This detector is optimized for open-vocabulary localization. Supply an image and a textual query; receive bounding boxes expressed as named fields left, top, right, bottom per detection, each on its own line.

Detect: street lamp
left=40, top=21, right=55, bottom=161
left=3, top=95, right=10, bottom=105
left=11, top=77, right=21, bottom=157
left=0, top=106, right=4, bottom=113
━━━━━━━━━━━━━━━━
Task instructions
Extract each line of the records that includes the string "right". Matching is case-sensitive.

Correct response
This detector is optimized for open-vocabulary localization. Supply an image and a textual query; receive bounding boxes expressed as named fields left, top, right, bottom per detection, each on its own line.
left=40, top=21, right=55, bottom=161
left=3, top=95, right=10, bottom=105
left=11, top=77, right=21, bottom=157
left=0, top=106, right=4, bottom=113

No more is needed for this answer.